STATED PROBLEM. Would it be possible to quote, exactly and in full, the lines from the one with "Place one keypoint on each instance of the blue headband" through the end of the entries below?

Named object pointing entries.
= = = = = = =
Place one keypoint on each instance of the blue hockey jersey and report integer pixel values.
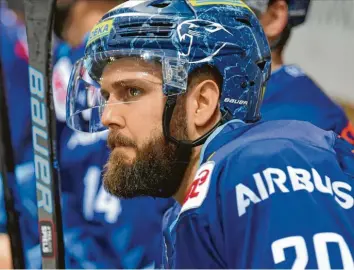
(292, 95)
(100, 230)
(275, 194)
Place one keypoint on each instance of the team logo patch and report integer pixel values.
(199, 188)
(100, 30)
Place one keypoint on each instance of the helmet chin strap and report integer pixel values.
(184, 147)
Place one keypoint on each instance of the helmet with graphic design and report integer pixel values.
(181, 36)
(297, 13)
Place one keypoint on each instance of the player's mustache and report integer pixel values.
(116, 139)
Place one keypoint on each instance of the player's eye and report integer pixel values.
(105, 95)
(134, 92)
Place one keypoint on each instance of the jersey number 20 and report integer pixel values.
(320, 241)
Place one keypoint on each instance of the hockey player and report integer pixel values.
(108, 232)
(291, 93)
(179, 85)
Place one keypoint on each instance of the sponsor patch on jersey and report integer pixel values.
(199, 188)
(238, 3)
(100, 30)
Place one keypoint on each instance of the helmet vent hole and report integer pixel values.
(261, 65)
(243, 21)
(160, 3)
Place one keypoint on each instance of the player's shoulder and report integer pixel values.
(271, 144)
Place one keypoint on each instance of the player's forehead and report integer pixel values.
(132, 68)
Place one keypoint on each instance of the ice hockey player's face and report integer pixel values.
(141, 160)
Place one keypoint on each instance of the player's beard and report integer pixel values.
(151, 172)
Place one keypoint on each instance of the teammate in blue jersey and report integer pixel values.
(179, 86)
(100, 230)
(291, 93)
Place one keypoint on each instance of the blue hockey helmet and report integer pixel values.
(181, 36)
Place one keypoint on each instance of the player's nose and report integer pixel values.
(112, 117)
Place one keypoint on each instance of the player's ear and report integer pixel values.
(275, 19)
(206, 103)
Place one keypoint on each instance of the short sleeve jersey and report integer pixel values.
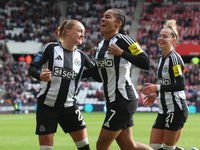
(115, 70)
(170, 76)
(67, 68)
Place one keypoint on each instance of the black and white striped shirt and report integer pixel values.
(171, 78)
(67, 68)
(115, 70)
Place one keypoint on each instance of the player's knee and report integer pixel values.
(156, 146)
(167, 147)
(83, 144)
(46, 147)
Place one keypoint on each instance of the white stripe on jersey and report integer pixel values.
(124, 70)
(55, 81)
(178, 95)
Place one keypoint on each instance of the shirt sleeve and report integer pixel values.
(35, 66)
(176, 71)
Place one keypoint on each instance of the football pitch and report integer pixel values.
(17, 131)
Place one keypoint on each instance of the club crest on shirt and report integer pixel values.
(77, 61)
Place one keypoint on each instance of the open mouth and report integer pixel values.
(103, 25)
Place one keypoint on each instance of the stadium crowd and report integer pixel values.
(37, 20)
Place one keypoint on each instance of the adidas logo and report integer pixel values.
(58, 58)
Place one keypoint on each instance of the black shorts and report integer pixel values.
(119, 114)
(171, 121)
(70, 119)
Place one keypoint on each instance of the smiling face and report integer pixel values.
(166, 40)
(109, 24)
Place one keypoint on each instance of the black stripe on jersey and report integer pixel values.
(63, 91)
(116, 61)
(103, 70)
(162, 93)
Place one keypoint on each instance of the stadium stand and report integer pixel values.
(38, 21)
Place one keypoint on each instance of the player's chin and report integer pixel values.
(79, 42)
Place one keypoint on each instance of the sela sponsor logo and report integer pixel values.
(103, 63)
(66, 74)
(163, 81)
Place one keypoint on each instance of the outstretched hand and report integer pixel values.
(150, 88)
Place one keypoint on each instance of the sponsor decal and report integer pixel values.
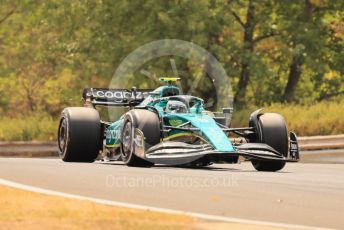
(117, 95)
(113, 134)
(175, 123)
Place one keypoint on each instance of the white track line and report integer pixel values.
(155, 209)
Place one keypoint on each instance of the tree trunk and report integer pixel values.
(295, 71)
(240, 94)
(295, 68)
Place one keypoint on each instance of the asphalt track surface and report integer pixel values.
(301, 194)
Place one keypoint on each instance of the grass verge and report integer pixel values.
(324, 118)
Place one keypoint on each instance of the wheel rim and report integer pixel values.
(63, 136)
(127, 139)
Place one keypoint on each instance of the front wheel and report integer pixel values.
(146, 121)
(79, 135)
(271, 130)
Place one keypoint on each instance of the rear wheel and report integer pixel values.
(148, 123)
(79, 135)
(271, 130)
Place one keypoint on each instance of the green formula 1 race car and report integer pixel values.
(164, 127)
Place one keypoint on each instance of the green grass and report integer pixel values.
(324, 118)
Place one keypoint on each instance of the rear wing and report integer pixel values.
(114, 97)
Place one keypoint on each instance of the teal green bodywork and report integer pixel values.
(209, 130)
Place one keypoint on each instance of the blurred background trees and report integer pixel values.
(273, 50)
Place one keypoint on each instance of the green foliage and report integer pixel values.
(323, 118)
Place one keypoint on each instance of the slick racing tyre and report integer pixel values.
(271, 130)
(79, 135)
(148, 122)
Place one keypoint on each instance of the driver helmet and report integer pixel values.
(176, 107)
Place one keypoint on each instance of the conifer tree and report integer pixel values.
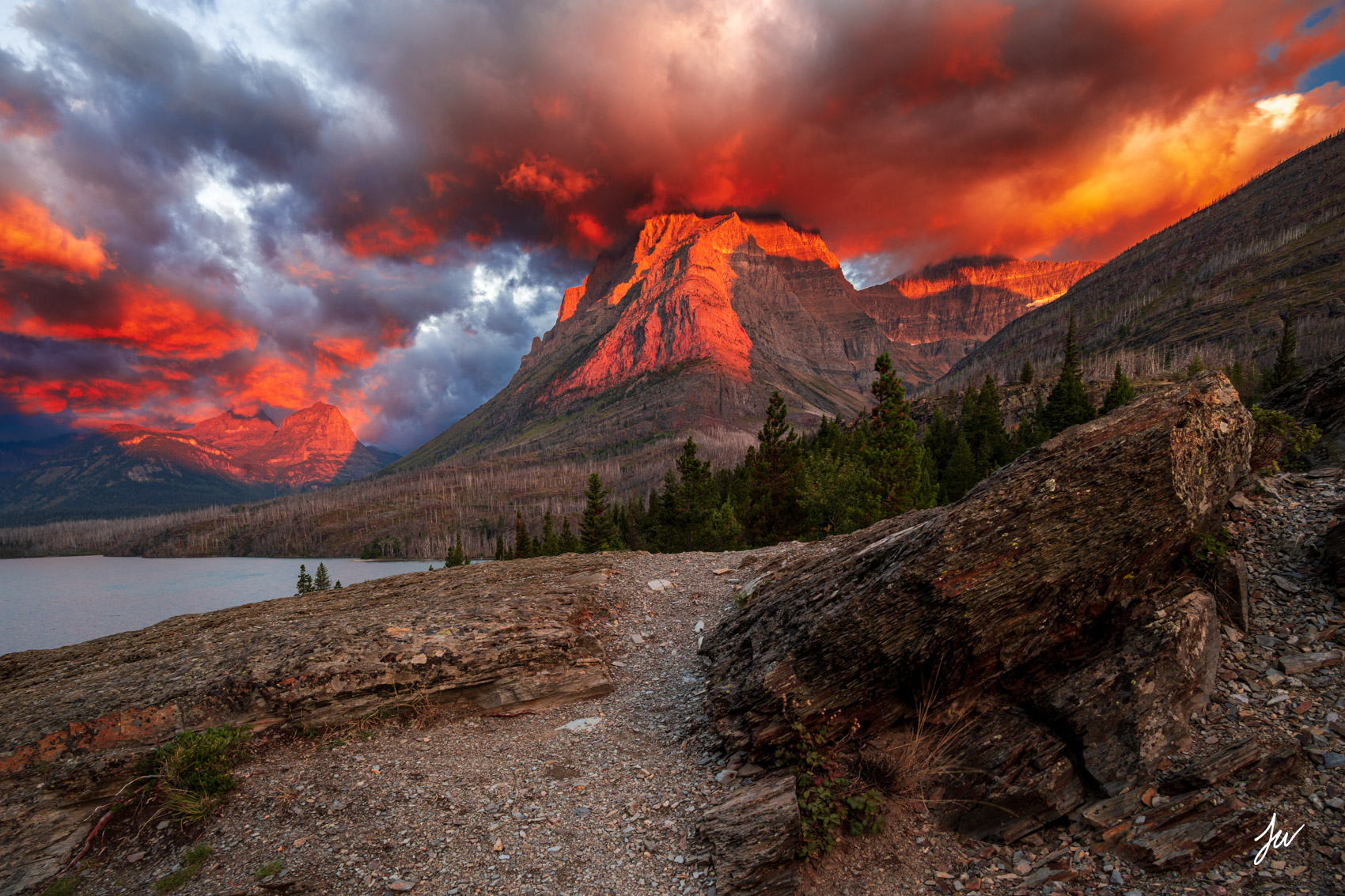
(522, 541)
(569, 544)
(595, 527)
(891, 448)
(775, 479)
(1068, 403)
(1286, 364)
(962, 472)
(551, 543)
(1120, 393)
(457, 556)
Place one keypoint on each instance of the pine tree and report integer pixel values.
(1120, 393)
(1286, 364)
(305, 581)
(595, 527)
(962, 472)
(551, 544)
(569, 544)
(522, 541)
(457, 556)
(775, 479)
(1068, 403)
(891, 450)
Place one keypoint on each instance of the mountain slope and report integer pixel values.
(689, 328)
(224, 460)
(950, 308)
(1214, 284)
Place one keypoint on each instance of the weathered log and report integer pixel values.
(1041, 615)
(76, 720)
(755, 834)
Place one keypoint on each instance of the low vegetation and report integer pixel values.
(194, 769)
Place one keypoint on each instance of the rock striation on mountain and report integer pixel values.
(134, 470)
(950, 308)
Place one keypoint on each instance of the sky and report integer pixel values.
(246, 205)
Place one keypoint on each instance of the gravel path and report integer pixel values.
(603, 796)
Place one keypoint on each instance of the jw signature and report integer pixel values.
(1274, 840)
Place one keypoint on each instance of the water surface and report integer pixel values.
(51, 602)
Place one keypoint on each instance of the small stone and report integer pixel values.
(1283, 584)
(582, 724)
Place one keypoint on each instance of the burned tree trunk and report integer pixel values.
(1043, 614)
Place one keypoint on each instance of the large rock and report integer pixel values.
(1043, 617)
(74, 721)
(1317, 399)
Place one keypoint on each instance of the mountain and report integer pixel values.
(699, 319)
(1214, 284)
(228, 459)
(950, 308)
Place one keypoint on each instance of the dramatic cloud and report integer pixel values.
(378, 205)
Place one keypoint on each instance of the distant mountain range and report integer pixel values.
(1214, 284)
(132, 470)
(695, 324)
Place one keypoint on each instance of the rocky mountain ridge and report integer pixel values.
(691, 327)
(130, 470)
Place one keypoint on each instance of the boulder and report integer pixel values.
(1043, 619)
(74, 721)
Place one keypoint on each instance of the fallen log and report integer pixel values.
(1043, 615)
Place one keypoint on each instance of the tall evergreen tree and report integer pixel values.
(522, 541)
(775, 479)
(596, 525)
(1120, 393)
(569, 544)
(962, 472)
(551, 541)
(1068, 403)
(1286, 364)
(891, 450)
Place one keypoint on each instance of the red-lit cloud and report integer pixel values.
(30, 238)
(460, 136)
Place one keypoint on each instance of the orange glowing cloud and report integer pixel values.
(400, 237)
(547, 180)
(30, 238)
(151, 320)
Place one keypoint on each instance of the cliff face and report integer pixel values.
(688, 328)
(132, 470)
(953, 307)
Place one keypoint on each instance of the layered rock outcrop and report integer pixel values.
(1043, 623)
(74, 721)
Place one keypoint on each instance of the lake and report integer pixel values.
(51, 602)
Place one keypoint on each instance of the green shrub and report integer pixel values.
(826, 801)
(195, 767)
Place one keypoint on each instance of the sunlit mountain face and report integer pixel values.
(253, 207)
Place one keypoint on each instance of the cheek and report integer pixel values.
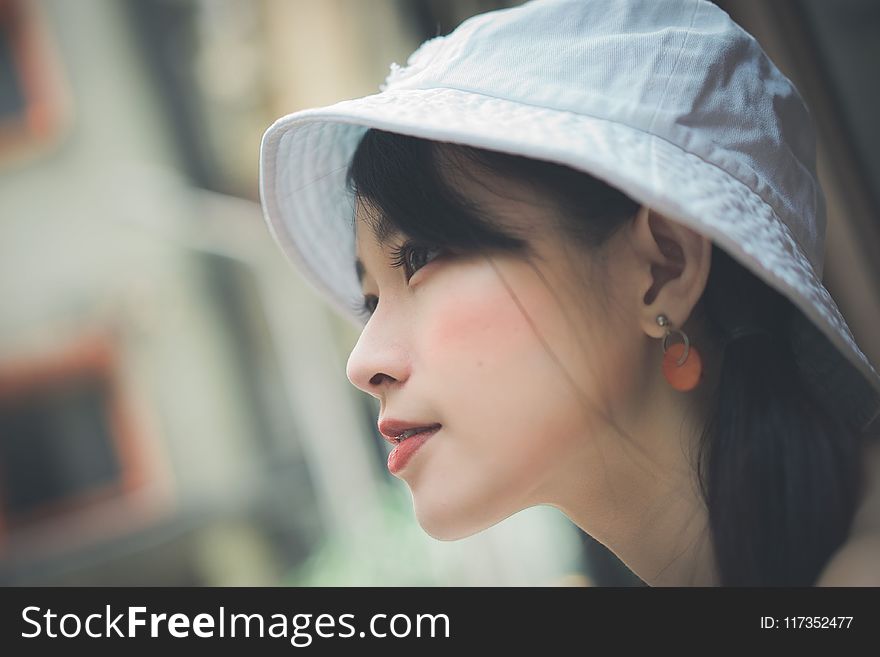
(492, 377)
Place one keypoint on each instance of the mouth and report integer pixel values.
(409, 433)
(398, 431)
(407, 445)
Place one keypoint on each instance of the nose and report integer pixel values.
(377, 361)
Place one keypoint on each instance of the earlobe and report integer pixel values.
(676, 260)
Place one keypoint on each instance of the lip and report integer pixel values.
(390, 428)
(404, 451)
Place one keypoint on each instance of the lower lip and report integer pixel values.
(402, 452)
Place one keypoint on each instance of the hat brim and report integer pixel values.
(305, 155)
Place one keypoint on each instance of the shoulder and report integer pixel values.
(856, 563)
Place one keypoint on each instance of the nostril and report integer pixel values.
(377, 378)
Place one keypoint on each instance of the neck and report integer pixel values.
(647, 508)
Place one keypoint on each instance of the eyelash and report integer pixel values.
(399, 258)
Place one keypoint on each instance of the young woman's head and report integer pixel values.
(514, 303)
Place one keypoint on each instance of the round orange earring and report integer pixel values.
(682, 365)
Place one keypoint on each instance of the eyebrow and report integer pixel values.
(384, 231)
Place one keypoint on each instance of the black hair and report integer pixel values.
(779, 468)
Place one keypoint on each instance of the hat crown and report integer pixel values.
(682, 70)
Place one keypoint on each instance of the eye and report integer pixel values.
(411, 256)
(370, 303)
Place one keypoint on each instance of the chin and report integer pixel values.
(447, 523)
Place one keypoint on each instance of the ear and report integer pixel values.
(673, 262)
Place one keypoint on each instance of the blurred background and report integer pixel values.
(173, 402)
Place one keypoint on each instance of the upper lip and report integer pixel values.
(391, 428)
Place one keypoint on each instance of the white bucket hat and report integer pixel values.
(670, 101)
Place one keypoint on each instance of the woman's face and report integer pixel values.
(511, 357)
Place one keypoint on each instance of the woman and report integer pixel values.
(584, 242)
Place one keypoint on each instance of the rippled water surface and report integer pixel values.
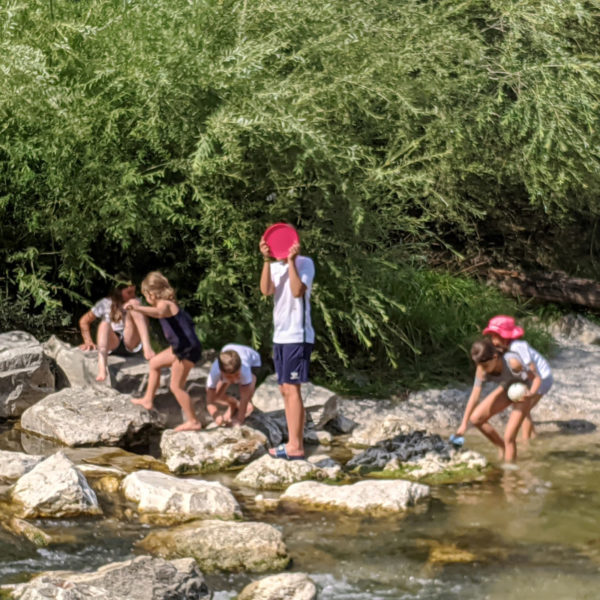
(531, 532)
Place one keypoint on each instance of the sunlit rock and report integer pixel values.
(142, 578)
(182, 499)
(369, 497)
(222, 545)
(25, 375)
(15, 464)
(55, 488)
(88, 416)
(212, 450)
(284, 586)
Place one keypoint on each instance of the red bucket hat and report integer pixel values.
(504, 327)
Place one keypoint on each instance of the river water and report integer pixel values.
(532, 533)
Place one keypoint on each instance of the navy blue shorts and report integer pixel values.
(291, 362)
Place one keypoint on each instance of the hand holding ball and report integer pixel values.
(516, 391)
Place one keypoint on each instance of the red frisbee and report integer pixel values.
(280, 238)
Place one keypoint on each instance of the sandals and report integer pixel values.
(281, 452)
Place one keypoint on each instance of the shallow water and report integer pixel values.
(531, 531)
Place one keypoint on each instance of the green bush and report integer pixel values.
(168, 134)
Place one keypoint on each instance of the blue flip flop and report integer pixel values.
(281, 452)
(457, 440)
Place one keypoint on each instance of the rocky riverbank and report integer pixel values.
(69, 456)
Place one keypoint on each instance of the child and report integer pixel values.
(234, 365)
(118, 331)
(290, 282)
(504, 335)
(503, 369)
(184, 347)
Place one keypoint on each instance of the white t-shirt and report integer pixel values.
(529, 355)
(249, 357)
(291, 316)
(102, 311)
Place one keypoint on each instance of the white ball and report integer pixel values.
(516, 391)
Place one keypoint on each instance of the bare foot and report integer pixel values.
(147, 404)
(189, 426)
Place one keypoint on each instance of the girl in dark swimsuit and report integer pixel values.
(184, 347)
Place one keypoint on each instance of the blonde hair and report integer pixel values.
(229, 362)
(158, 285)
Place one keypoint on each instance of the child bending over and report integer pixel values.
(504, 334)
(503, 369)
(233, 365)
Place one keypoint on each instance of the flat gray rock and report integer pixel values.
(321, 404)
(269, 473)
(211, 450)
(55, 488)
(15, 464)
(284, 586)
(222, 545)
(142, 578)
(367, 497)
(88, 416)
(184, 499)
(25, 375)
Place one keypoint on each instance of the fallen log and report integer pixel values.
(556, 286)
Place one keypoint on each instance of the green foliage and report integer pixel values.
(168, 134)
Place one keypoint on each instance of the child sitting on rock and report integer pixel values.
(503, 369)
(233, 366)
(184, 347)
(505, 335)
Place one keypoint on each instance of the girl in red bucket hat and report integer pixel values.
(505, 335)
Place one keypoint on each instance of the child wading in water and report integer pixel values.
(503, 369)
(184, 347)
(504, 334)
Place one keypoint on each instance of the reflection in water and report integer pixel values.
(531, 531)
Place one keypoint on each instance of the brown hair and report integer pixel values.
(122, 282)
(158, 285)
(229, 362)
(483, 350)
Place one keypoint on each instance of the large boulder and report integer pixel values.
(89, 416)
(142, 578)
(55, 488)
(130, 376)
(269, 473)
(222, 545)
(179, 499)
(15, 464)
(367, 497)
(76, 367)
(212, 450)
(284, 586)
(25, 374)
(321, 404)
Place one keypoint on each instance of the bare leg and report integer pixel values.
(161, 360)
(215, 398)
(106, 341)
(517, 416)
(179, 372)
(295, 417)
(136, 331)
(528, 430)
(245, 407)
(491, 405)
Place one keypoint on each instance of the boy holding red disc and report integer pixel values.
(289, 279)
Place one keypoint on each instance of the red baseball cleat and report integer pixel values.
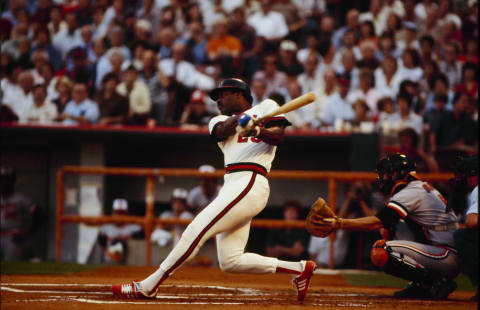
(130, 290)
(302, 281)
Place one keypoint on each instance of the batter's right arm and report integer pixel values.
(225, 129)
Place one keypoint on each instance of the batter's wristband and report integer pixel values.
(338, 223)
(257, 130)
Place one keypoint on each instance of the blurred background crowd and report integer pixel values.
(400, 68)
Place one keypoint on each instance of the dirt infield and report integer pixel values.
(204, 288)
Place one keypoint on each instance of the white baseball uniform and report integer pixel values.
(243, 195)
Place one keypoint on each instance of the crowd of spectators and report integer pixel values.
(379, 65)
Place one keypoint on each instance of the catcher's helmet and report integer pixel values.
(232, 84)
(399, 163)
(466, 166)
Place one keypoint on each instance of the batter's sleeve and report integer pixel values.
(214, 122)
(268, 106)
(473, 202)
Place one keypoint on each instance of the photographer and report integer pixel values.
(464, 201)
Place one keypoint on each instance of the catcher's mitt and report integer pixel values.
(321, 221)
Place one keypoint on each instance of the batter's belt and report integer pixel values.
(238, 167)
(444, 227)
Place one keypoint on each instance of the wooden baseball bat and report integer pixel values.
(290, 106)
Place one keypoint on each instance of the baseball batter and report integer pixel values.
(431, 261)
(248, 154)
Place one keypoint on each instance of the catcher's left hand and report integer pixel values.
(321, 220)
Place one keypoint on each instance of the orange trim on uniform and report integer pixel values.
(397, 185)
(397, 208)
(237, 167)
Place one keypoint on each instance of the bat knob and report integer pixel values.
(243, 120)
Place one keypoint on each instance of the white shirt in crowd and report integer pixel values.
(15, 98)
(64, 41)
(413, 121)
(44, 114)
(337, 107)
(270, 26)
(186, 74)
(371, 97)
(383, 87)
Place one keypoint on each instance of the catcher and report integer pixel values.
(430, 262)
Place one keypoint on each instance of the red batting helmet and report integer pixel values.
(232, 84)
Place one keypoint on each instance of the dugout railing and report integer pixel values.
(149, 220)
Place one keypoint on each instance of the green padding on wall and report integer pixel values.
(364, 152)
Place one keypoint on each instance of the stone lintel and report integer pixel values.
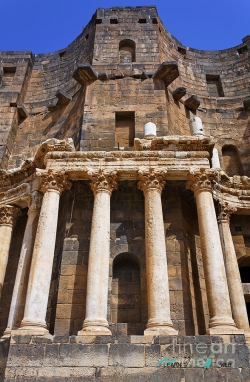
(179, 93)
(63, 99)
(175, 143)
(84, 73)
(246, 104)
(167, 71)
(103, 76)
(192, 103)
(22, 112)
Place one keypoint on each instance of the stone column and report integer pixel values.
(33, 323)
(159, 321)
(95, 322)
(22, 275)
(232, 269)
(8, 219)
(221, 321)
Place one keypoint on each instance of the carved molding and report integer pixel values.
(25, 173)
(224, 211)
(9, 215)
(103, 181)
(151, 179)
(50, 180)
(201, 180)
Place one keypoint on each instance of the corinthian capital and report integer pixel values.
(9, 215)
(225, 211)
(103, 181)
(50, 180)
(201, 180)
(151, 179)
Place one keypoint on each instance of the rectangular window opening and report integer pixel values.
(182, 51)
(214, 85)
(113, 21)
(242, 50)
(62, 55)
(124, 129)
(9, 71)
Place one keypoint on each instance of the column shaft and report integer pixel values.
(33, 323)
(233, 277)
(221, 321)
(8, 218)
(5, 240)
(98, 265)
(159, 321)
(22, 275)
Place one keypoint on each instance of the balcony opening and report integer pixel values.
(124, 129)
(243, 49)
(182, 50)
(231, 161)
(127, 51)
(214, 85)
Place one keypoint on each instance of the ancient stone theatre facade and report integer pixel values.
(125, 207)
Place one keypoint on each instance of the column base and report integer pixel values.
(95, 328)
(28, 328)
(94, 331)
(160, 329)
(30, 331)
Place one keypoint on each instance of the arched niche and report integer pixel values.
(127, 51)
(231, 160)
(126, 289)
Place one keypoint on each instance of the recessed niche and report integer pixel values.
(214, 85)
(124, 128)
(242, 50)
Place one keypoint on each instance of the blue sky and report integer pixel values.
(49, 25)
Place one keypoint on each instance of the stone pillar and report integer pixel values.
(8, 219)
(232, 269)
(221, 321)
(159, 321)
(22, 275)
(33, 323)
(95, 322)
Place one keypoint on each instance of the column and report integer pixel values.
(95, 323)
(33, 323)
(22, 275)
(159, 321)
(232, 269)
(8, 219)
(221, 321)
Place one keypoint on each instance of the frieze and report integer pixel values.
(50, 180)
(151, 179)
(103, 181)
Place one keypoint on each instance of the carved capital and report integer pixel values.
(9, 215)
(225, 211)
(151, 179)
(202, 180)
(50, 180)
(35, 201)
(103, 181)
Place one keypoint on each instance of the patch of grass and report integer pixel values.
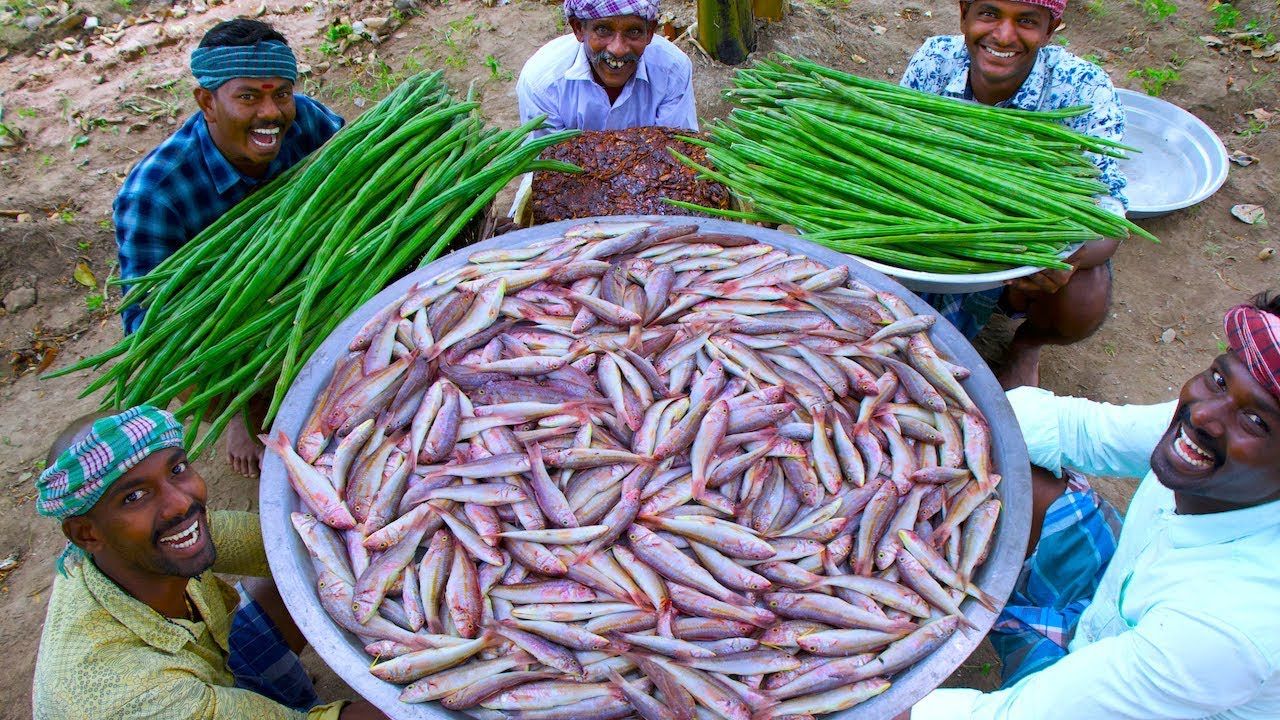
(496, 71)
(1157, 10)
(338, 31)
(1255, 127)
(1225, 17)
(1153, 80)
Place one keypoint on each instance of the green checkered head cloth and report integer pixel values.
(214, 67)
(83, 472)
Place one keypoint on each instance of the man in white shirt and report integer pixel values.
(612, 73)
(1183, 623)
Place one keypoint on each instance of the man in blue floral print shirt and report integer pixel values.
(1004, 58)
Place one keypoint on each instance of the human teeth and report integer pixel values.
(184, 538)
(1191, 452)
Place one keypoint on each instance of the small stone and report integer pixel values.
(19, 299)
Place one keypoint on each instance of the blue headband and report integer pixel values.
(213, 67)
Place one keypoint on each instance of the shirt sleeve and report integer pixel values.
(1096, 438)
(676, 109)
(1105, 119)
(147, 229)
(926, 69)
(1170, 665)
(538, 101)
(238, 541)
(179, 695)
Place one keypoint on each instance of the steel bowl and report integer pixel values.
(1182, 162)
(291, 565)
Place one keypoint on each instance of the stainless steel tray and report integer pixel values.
= = = = = = =
ANSWER TO THIS EXERCISE.
Place one keypoint on each instance of the blue headband and report integer pixel values.
(213, 67)
Place one keypoint on each instance of the shirt sleeve and report integer pixel values.
(1096, 438)
(676, 109)
(1105, 119)
(147, 229)
(926, 69)
(1170, 665)
(538, 101)
(238, 541)
(179, 695)
Place one keypoint on each instance of the steel bowl and report integer pixel values.
(1182, 162)
(291, 565)
Place one keypoint on each instance of the stainless steel tray and report integer pixel values.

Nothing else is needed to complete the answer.